Please locate every line in the listing below that contains the string "wooden", and copy each of those lines in full.

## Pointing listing
####

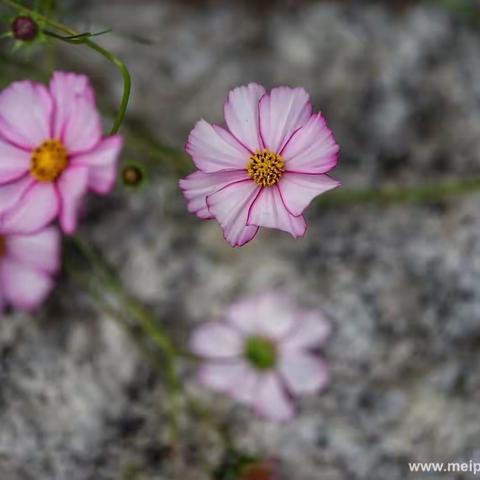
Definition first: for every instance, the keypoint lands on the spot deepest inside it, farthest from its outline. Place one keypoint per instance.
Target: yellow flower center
(49, 160)
(3, 246)
(265, 168)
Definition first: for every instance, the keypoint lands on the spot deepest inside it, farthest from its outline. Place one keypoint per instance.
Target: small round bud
(132, 175)
(24, 28)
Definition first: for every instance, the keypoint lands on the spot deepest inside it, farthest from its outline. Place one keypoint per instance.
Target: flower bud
(24, 28)
(132, 175)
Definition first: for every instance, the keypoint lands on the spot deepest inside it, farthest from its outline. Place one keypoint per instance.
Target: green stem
(428, 193)
(144, 318)
(86, 40)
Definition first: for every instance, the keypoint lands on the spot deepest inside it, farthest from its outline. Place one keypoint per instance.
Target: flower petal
(299, 189)
(241, 115)
(311, 331)
(213, 148)
(37, 207)
(25, 113)
(77, 122)
(23, 287)
(312, 149)
(12, 192)
(245, 390)
(14, 162)
(221, 376)
(283, 111)
(72, 187)
(269, 210)
(101, 163)
(303, 372)
(38, 250)
(198, 185)
(270, 314)
(230, 207)
(275, 315)
(272, 402)
(216, 340)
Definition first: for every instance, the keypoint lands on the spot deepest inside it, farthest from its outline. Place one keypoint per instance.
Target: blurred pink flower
(262, 354)
(27, 264)
(265, 168)
(51, 152)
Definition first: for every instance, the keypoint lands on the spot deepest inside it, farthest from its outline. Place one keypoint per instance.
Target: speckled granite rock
(401, 284)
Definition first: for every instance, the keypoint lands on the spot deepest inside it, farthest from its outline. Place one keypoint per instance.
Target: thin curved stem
(433, 192)
(78, 38)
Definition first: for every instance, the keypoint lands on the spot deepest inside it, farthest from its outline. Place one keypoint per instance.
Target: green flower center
(261, 352)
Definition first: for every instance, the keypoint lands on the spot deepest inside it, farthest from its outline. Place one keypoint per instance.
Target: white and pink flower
(265, 168)
(263, 354)
(27, 265)
(51, 152)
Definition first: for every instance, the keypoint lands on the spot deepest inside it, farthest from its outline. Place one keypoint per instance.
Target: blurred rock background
(399, 83)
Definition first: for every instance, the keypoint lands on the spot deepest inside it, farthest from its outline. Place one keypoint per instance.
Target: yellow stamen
(49, 160)
(266, 168)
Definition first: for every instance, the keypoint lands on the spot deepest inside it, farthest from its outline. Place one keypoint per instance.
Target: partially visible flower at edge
(51, 152)
(27, 265)
(262, 355)
(265, 168)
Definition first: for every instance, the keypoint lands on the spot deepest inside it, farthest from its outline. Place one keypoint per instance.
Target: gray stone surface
(402, 284)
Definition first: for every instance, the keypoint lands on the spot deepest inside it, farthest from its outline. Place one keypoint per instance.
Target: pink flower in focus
(262, 354)
(27, 264)
(265, 168)
(51, 152)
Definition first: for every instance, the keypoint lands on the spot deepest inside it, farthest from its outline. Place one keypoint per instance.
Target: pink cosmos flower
(262, 355)
(265, 168)
(51, 152)
(27, 264)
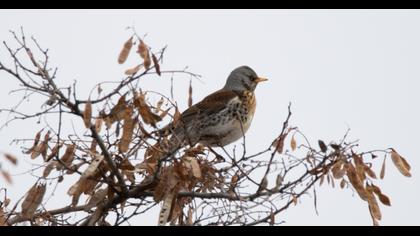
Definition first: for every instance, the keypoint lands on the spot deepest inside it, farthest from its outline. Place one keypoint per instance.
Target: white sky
(339, 68)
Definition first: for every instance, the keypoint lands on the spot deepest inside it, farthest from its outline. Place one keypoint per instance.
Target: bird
(220, 118)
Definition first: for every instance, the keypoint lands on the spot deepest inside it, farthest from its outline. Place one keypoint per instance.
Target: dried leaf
(360, 166)
(156, 64)
(189, 217)
(293, 143)
(159, 105)
(190, 95)
(91, 170)
(382, 197)
(233, 182)
(68, 157)
(32, 200)
(98, 125)
(133, 70)
(294, 199)
(145, 112)
(337, 170)
(143, 50)
(373, 204)
(400, 163)
(355, 181)
(342, 183)
(51, 165)
(87, 114)
(11, 158)
(166, 208)
(128, 128)
(192, 164)
(96, 199)
(6, 176)
(382, 174)
(41, 148)
(322, 146)
(54, 152)
(272, 218)
(370, 172)
(36, 141)
(125, 51)
(263, 184)
(3, 221)
(278, 144)
(279, 181)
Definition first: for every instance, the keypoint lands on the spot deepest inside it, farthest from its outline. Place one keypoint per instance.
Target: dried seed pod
(125, 51)
(32, 200)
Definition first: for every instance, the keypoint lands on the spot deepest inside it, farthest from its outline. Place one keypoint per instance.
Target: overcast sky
(339, 68)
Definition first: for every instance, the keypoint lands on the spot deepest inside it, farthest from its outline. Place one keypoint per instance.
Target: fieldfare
(220, 118)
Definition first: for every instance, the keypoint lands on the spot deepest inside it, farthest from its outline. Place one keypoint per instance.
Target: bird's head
(243, 78)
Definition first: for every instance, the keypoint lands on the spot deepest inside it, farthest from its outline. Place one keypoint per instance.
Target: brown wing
(209, 105)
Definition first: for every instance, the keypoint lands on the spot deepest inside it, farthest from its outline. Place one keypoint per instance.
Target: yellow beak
(260, 79)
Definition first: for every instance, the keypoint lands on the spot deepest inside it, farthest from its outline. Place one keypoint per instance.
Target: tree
(123, 170)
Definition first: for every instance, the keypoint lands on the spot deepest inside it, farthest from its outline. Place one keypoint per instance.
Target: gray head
(243, 78)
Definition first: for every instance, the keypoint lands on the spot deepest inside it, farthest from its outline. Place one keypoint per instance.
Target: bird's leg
(219, 157)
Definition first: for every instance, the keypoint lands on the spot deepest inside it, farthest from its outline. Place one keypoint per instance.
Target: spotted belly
(227, 128)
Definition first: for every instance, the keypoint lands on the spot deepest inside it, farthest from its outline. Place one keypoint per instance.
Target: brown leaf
(233, 182)
(360, 166)
(192, 164)
(355, 181)
(41, 149)
(373, 204)
(159, 105)
(51, 165)
(189, 217)
(6, 176)
(128, 128)
(166, 208)
(87, 114)
(322, 146)
(293, 143)
(294, 199)
(133, 70)
(125, 51)
(143, 50)
(156, 64)
(164, 113)
(279, 181)
(98, 197)
(11, 158)
(342, 183)
(382, 197)
(400, 163)
(337, 170)
(32, 200)
(98, 125)
(382, 174)
(263, 184)
(278, 144)
(370, 172)
(190, 95)
(93, 167)
(3, 221)
(54, 152)
(272, 218)
(68, 157)
(145, 112)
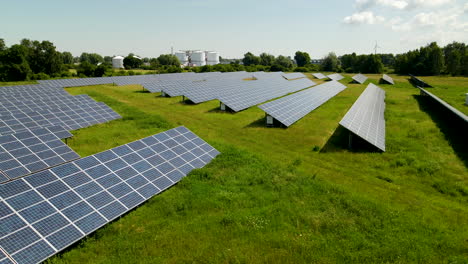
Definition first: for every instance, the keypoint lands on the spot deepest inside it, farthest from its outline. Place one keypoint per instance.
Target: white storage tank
(198, 58)
(117, 62)
(182, 56)
(212, 58)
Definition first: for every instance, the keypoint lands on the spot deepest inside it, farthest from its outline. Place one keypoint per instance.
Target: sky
(149, 28)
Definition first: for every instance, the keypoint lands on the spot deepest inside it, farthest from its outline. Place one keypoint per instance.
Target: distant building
(197, 57)
(117, 62)
(316, 61)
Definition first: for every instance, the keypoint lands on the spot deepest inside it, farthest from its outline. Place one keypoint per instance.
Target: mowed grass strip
(291, 195)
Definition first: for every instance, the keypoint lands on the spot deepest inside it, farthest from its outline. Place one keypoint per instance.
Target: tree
(302, 58)
(14, 66)
(43, 57)
(67, 57)
(132, 62)
(86, 68)
(108, 59)
(371, 64)
(330, 62)
(284, 62)
(267, 59)
(2, 45)
(250, 59)
(435, 59)
(168, 59)
(92, 58)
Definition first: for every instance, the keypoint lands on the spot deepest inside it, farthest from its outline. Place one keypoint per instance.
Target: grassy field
(453, 90)
(293, 195)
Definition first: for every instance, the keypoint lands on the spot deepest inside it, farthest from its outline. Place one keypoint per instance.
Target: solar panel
(387, 79)
(34, 150)
(294, 75)
(43, 213)
(291, 108)
(359, 78)
(255, 92)
(319, 75)
(335, 76)
(70, 117)
(366, 117)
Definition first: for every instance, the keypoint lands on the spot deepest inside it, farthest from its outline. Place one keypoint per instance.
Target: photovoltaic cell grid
(359, 78)
(31, 151)
(294, 75)
(291, 108)
(43, 213)
(335, 76)
(366, 117)
(212, 89)
(256, 92)
(319, 75)
(23, 106)
(388, 79)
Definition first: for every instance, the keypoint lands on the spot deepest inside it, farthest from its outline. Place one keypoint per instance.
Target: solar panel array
(43, 213)
(291, 108)
(294, 75)
(34, 150)
(366, 116)
(319, 75)
(335, 76)
(255, 92)
(359, 78)
(388, 79)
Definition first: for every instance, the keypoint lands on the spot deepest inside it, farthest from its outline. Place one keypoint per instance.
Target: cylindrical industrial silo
(182, 56)
(198, 58)
(117, 62)
(212, 58)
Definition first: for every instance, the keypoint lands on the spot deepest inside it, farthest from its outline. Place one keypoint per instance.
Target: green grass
(452, 90)
(291, 195)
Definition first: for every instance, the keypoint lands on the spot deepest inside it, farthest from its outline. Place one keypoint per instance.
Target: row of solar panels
(152, 78)
(365, 118)
(46, 212)
(34, 119)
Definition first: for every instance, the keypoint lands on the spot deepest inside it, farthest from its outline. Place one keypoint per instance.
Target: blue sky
(149, 28)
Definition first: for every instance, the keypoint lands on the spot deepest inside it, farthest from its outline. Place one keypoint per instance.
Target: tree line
(34, 60)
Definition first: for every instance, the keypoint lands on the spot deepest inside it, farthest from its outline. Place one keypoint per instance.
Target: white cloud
(436, 20)
(401, 4)
(366, 4)
(365, 17)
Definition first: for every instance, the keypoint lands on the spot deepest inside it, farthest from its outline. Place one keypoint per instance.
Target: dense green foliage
(92, 58)
(294, 195)
(433, 60)
(31, 60)
(330, 62)
(362, 63)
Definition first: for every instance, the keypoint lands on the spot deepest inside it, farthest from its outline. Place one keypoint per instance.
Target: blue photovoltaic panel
(291, 108)
(294, 75)
(319, 75)
(26, 152)
(45, 212)
(366, 117)
(359, 78)
(387, 79)
(335, 76)
(259, 91)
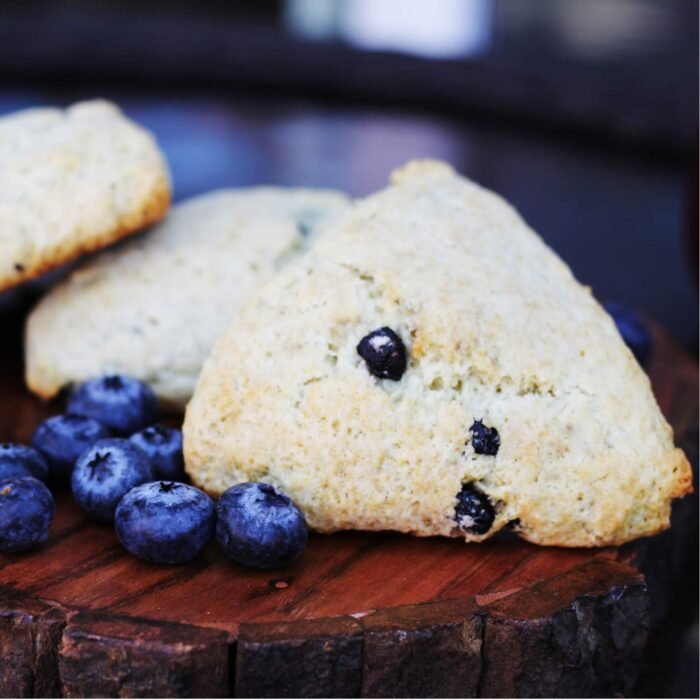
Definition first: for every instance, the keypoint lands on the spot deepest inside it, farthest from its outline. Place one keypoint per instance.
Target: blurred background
(583, 114)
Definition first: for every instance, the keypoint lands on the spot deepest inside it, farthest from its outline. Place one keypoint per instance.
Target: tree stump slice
(359, 615)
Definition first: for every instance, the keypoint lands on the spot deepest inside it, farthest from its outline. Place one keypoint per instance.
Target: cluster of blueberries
(124, 468)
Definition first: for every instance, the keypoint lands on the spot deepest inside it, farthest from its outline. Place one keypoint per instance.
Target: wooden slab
(373, 615)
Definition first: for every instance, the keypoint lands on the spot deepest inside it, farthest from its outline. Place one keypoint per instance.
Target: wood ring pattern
(360, 615)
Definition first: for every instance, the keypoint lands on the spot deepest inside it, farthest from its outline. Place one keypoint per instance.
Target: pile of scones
(370, 358)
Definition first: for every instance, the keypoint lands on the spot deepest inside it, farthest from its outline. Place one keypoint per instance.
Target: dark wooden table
(373, 614)
(377, 615)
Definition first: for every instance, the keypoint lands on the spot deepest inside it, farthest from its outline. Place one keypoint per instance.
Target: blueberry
(485, 441)
(165, 522)
(22, 460)
(164, 448)
(105, 473)
(26, 511)
(62, 439)
(473, 513)
(259, 526)
(384, 353)
(632, 329)
(123, 404)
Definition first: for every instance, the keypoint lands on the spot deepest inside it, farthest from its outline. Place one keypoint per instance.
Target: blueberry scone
(153, 307)
(432, 367)
(73, 181)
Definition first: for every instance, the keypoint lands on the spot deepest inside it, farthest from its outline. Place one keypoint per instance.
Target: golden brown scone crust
(73, 181)
(496, 328)
(153, 307)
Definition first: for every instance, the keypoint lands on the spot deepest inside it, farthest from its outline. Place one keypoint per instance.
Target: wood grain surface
(374, 615)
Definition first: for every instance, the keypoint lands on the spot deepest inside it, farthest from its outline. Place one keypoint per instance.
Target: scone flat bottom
(385, 589)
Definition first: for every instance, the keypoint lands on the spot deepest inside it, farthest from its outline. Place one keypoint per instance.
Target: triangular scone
(153, 307)
(499, 335)
(72, 181)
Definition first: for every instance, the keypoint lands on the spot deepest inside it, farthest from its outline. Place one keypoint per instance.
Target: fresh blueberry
(259, 526)
(485, 441)
(105, 473)
(62, 439)
(164, 448)
(26, 511)
(474, 513)
(384, 353)
(632, 329)
(123, 404)
(165, 522)
(22, 460)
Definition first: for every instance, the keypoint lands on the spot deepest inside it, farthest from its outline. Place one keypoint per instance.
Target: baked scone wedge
(152, 307)
(519, 404)
(73, 181)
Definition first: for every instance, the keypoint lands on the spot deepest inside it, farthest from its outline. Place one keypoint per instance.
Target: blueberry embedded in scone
(384, 353)
(516, 383)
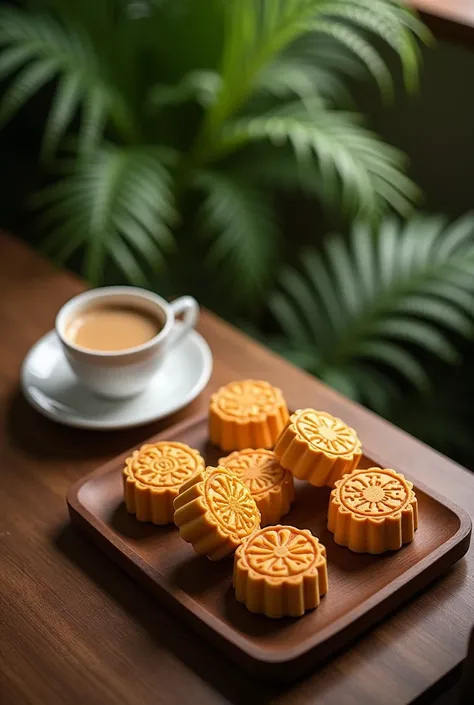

####

## Reply to the task
Target: wooden slab
Target: dark wooden table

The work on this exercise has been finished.